CHALLENGES ::
1. Write out the part of the poverty survey text starting at "2. Most people" and ending at "over 55% agree).".
2. Translate this sentence from the poverty survey text into Spanish: "The statements chosen are harsh, and could have prompted respondents to hide their true attitudes."
3. Proceed with the poverty survey text, picking up right after its last sentence.

TEXT ::
We surveyed a total of 1140 people over 4 months through Lucid, an online survey marketplace (you can check the demographic breakdown of the survey in the Appendix below). This is a sample of insights from that work:

1. Most people don’t believe people living in poverty have personal failings

We asked people whether they agreed with the following three statements:

  • Poor people are dirty
  • Poor people are dishonest
  • Poor people have low intelligence

These are variations of questions that have been used in the past to assess whether people endorse individualistic narratives. Here is the breakdown of people’s responses:


Although the percent is not large, around 5-10% of respondents thought that people living in poverty were dishonest, or that they had low intelligence. While troubling, this is better than some of the earlier data conducted by Feagin, which found strong endorsement for some of these ideas (though measured through different survey questions). A natural concern behind these low numbers is social desirability, which is the tendency for respondents to avoid agreeing to controversial survey items. The statements chosen are harsh, and could have prompted respondents to hide their true attitudes.

These results are very consistent with recent work by GOOD, which also found that 5-8% of respondents believed that people living in poverty were dishonest, and around 7% thought they were dirty or had low intelligence. Therefore, respondents did not believe that the low-income were more prone to personal failings overall (and that instead other factors explained why poverty exists).  

2. Most people blame systems and structures for poverty

Conversely, there was strong support for all of the questions that explained poverty using a structural narrative. People overwhelmingly believe that the populations experiencing poverty lack affordable housing and child care, as well as opportunities for training and continuing education. Over 65% of respondents either agree or strongly agree that people experiencing poverty lack affordable housing, and the same is true for affordable child care. Respondents are slightly less likely to believe that people experiencing poverty lack opportunities for training (but still, over 55% agree).


3. Stigma around public benefits programs remains

So far it seems that respondents reject individualistic narratives, instead believing that systems and institutions do not adequately cater to the needs of people experiencing poverty. But there’s more to that. When asked about their views on public benefits programs and “welfare”, respondents are far less sanguine. In fact, they are much more likely than not to endorse the idea that there is plenty of fraud among welfare recipients (only around 25% of people disagree with this), though they remain more divided on whether public benefits programs “make people lazy”. Again, this is very consistent with data collected by GOOD, which showed that over half of respondents believed that there was a lot of fraud amongst welfare recipients.

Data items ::

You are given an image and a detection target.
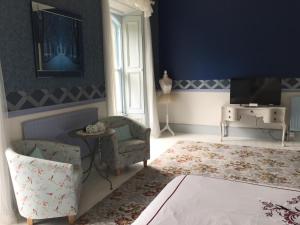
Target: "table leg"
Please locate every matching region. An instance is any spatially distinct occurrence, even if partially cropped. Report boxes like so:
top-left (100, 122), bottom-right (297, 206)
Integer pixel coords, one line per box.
top-left (82, 139), bottom-right (96, 183)
top-left (94, 140), bottom-right (113, 190)
top-left (281, 124), bottom-right (286, 147)
top-left (220, 122), bottom-right (223, 142)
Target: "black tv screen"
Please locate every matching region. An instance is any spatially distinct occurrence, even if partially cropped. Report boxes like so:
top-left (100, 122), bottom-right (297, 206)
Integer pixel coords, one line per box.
top-left (230, 78), bottom-right (281, 105)
top-left (32, 1), bottom-right (83, 77)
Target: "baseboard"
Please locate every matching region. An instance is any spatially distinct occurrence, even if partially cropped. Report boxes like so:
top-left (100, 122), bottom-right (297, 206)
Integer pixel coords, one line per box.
top-left (160, 123), bottom-right (300, 140)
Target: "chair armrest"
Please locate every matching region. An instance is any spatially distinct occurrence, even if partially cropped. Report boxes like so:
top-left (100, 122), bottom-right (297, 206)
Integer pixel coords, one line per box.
top-left (130, 121), bottom-right (151, 141)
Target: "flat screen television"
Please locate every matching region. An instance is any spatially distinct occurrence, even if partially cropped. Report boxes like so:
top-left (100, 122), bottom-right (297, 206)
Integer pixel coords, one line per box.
top-left (230, 78), bottom-right (281, 106)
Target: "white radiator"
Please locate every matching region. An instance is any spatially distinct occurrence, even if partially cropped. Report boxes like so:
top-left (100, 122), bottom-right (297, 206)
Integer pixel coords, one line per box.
top-left (290, 96), bottom-right (300, 131)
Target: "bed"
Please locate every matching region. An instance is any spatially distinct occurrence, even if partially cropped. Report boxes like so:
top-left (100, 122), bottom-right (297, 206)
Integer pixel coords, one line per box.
top-left (133, 175), bottom-right (300, 225)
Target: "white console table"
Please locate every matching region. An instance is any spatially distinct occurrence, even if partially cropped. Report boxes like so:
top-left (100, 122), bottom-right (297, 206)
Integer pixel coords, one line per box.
top-left (220, 105), bottom-right (286, 146)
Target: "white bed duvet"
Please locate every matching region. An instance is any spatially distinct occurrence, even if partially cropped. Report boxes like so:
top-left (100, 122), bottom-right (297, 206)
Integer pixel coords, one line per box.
top-left (133, 176), bottom-right (300, 225)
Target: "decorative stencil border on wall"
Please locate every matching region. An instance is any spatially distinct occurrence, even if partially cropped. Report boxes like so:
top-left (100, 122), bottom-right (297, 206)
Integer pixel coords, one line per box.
top-left (173, 78), bottom-right (300, 91)
top-left (6, 84), bottom-right (105, 112)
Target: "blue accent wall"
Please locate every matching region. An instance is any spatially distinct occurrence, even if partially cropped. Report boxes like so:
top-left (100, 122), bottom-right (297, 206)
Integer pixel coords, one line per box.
top-left (0, 0), bottom-right (105, 111)
top-left (158, 0), bottom-right (300, 80)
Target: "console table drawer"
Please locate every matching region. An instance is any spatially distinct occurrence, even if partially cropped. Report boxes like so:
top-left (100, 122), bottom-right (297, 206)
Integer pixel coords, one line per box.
top-left (225, 107), bottom-right (238, 121)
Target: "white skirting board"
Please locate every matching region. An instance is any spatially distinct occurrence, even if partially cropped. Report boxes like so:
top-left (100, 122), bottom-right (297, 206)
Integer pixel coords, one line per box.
top-left (160, 123), bottom-right (300, 141)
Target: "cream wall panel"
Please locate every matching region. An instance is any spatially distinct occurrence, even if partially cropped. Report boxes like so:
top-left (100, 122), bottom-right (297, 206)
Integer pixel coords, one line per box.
top-left (158, 91), bottom-right (300, 127)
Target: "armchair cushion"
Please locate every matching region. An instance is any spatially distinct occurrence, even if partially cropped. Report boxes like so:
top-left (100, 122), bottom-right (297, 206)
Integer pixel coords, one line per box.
top-left (114, 125), bottom-right (132, 141)
top-left (119, 139), bottom-right (147, 154)
top-left (6, 140), bottom-right (82, 219)
top-left (29, 146), bottom-right (45, 159)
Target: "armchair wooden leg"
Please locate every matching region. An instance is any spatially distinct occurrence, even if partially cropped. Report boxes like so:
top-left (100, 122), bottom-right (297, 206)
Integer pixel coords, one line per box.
top-left (116, 169), bottom-right (122, 176)
top-left (68, 216), bottom-right (76, 224)
top-left (27, 218), bottom-right (33, 225)
top-left (144, 160), bottom-right (148, 168)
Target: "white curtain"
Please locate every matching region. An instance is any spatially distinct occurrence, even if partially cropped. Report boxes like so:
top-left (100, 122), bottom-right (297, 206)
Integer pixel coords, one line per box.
top-left (102, 0), bottom-right (160, 137)
top-left (123, 0), bottom-right (154, 17)
top-left (101, 0), bottom-right (117, 116)
top-left (0, 62), bottom-right (16, 225)
top-left (144, 17), bottom-right (160, 137)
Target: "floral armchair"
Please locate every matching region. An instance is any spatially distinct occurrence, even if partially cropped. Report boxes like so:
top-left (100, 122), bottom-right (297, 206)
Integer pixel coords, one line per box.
top-left (100, 116), bottom-right (151, 175)
top-left (6, 140), bottom-right (82, 225)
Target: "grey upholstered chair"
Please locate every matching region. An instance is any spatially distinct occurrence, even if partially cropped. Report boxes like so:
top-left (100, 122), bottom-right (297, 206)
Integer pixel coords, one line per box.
top-left (100, 116), bottom-right (151, 175)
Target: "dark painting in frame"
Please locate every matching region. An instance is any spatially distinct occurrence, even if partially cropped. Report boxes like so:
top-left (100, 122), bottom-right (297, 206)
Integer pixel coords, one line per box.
top-left (31, 1), bottom-right (84, 78)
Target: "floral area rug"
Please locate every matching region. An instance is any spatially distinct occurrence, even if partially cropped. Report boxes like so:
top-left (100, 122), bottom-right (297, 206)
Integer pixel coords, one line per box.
top-left (77, 141), bottom-right (300, 225)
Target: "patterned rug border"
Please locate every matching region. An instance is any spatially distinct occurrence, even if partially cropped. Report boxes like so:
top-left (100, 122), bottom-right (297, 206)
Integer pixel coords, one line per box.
top-left (76, 140), bottom-right (300, 225)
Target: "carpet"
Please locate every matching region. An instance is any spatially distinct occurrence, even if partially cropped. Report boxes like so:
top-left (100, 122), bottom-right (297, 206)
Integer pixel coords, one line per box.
top-left (76, 141), bottom-right (300, 225)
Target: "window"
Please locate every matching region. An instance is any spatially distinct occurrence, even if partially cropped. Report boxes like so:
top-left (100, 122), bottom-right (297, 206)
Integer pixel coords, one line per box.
top-left (112, 15), bottom-right (125, 114)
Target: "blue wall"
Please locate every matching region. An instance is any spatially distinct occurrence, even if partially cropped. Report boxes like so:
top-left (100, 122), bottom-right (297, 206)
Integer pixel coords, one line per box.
top-left (0, 0), bottom-right (105, 111)
top-left (159, 0), bottom-right (300, 80)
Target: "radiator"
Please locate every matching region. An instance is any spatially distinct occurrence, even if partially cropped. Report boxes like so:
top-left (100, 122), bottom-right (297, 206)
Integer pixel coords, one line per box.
top-left (290, 96), bottom-right (300, 131)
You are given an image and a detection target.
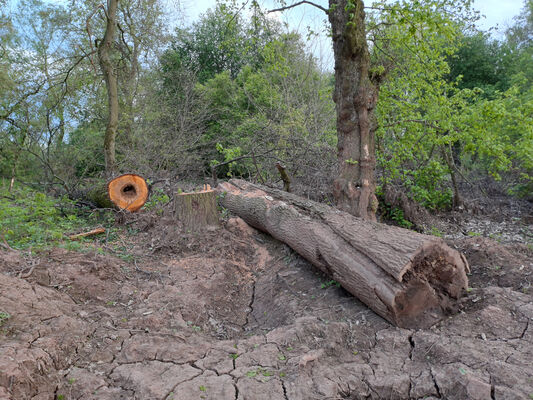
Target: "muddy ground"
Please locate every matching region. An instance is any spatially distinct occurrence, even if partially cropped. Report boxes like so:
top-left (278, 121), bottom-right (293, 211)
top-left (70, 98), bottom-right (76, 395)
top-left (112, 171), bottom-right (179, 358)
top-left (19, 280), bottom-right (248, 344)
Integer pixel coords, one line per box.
top-left (0, 208), bottom-right (533, 400)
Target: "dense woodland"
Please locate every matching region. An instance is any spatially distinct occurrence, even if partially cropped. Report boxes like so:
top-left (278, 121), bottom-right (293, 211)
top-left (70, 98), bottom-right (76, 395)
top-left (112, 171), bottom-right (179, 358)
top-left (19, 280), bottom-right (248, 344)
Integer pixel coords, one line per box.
top-left (0, 0), bottom-right (533, 241)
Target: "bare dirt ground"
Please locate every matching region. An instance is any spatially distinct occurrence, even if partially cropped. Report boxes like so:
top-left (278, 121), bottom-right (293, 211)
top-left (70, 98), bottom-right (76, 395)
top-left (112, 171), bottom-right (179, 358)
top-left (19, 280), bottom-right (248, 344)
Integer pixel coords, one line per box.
top-left (0, 208), bottom-right (533, 400)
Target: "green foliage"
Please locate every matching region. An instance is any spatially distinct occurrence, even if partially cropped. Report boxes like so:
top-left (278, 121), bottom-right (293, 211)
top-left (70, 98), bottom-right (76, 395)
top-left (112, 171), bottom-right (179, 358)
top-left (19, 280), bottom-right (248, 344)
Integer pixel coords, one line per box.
top-left (0, 188), bottom-right (104, 249)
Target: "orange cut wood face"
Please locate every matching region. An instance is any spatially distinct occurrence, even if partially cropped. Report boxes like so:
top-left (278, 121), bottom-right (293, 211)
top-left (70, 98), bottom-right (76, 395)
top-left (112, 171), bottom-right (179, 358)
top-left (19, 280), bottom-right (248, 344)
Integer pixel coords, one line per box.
top-left (107, 174), bottom-right (148, 212)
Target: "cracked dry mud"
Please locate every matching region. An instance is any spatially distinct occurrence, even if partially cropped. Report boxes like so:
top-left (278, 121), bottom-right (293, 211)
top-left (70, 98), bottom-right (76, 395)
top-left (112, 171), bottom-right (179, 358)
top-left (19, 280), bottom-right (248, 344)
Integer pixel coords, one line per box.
top-left (0, 219), bottom-right (533, 400)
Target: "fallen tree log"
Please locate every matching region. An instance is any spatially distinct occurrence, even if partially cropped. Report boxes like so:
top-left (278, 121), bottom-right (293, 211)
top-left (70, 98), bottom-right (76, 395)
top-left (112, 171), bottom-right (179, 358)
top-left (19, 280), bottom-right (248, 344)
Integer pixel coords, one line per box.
top-left (216, 180), bottom-right (468, 328)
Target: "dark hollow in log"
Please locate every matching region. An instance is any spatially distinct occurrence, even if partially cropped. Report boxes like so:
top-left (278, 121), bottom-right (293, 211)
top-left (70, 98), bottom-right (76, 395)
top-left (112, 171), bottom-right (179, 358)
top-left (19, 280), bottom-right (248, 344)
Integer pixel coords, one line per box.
top-left (174, 186), bottom-right (219, 232)
top-left (107, 174), bottom-right (148, 212)
top-left (216, 180), bottom-right (468, 328)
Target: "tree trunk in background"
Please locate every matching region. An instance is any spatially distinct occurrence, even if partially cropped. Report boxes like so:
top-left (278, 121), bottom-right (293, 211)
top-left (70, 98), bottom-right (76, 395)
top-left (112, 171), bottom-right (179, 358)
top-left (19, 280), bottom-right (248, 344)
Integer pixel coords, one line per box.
top-left (216, 179), bottom-right (468, 328)
top-left (98, 0), bottom-right (119, 177)
top-left (328, 0), bottom-right (378, 221)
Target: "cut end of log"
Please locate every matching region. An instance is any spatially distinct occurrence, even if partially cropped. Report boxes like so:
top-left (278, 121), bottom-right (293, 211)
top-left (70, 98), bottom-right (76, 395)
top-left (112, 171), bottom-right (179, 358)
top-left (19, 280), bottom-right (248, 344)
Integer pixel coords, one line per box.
top-left (107, 174), bottom-right (148, 212)
top-left (390, 241), bottom-right (468, 328)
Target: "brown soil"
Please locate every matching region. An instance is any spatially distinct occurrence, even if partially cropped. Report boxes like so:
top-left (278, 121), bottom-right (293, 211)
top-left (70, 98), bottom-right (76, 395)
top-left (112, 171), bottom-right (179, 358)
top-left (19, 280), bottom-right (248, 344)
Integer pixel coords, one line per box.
top-left (0, 214), bottom-right (533, 400)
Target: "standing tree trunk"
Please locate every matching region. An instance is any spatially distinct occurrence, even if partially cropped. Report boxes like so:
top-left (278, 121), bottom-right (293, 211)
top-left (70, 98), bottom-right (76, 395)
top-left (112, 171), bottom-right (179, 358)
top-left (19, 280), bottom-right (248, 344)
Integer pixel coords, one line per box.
top-left (328, 0), bottom-right (378, 221)
top-left (98, 0), bottom-right (119, 176)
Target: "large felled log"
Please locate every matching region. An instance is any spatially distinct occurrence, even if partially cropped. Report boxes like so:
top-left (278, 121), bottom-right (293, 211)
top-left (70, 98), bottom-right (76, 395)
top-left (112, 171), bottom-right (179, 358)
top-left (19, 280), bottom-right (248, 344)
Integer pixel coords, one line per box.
top-left (84, 174), bottom-right (149, 212)
top-left (217, 180), bottom-right (468, 328)
top-left (174, 185), bottom-right (219, 231)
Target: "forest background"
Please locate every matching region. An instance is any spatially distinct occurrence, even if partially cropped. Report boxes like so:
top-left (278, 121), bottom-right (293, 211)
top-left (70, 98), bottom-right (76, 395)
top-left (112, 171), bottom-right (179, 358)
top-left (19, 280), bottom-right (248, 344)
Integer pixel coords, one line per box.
top-left (0, 0), bottom-right (533, 245)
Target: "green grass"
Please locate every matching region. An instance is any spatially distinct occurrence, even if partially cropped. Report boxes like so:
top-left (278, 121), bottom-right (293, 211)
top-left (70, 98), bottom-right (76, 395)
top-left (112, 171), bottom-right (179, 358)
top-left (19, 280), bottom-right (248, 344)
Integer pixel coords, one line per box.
top-left (0, 187), bottom-right (110, 250)
top-left (0, 187), bottom-right (114, 250)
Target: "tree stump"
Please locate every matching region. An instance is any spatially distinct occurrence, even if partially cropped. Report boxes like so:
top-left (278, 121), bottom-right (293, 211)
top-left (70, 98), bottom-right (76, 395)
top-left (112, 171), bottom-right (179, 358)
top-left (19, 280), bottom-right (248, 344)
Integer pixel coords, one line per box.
top-left (217, 179), bottom-right (468, 328)
top-left (174, 185), bottom-right (219, 232)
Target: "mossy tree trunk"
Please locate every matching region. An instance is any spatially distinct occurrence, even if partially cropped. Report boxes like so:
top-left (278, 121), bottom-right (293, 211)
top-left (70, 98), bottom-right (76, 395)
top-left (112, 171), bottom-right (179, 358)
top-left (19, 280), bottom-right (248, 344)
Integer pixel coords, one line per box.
top-left (328, 0), bottom-right (378, 221)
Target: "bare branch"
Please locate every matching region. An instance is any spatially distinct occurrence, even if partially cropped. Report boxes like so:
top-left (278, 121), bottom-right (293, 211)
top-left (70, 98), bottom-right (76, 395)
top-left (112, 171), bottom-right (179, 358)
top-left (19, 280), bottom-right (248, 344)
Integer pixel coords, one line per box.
top-left (267, 0), bottom-right (329, 14)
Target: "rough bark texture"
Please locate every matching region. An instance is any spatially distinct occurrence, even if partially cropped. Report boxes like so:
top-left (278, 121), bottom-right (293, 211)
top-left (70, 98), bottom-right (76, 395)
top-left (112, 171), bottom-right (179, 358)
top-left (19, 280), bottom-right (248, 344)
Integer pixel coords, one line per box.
top-left (217, 180), bottom-right (468, 328)
top-left (174, 189), bottom-right (219, 231)
top-left (328, 0), bottom-right (378, 221)
top-left (98, 0), bottom-right (119, 176)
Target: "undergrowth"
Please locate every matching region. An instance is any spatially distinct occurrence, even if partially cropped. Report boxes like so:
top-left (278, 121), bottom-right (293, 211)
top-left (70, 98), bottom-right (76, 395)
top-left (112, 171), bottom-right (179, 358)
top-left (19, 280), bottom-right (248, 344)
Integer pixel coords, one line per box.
top-left (0, 187), bottom-right (112, 250)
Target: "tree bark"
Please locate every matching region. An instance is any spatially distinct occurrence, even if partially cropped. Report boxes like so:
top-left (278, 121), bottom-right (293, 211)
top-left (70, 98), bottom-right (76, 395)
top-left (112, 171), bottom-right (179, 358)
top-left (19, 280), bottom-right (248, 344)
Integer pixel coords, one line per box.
top-left (83, 174), bottom-right (148, 212)
top-left (174, 187), bottom-right (219, 232)
top-left (217, 180), bottom-right (468, 328)
top-left (98, 0), bottom-right (119, 177)
top-left (328, 0), bottom-right (378, 221)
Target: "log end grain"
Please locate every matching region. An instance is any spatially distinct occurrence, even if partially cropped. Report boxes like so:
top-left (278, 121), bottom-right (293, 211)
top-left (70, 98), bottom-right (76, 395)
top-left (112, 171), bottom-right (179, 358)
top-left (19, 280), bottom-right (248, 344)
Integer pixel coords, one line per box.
top-left (107, 174), bottom-right (148, 212)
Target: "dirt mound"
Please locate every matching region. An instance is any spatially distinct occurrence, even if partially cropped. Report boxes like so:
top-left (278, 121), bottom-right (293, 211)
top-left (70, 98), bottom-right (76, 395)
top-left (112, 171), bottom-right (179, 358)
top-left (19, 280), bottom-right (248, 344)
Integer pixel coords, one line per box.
top-left (0, 216), bottom-right (533, 400)
top-left (452, 236), bottom-right (533, 294)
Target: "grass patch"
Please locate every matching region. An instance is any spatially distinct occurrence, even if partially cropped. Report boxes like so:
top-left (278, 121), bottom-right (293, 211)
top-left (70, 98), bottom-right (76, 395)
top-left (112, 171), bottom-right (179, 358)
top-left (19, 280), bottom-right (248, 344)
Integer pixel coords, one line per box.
top-left (0, 187), bottom-right (110, 250)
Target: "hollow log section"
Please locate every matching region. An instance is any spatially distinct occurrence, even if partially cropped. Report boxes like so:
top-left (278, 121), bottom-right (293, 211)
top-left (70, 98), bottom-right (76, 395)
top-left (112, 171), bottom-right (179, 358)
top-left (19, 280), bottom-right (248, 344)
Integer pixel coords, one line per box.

RESPONSE LIST ::
1.
2. Most people blame systems and structures for poverty

Conversely, there was strong support for all of the questions that explained poverty using a structural narrative. People overwhelmingly believe that the populations experiencing poverty lack affordable housing and child care, as well as opportunities for training and continuing education. Over 65% of respondents either agree or strongly agree that people experiencing poverty lack affordable housing, and the same is true for affordable child care. Respondents are slightly less likely to believe that people experiencing poverty lack opportunities for training (but still, over 55% agree).

2. Las afirmaciones elegidas son duras y podrían haber llevado a los encuestados a ocultar sus verdaderas actitudes.

3.
Over the past few months we have found that respondents react strongly to the possibility of fraud, both in public benefits, and in other programs that are publicly financed. We have discussed this on this blog. Though we don’t know what people’s threshold for fraud is, we do know that fraud in public benefits programs tends to be very low. In future posts, we will try to unpack this further, hoping to understand what predicts fraud perceptions.  


4. People still believe in the American Dream

Lastly, we included some items about opportunity and the American Dream which are related meritocracy narratives. Much like when Feagin kicked off this research 40 years ago, respondents still endorse the idea that the United States is a country of opportunity. Only around 35% of respondents disagree. However, there are some subtleties.

For example, when asked about more concrete outcomes, such as equal opportunity to succeed, or equal opportunity to get a good education, respondents are less optimistic. In fact, they are about equally split on whether a good education is equally available to all.

Once again, we don’t know what people’s perceptions of social mobility in the US are, or what each respondent’s ideal target is. But recent work on opportunity in the US suggests that upward mobility may be less available than it once was (and in comparison to other nations). For example, Raj Chetty’s research shows that a child being born into the bottom 20% of the income distribution, is only half as likely to make it to the top 20% of the income distribution in the US compared to Canada.


What gives?

People’s views on poverty (and its causes) are not straightforward, and they are not unidimensional. Narratives may vary over time and geography, and they can change quickly over the course of a few years. Over the past few months, we have been working on unpacking these different narratives people hold, and how we can best go about measuring them.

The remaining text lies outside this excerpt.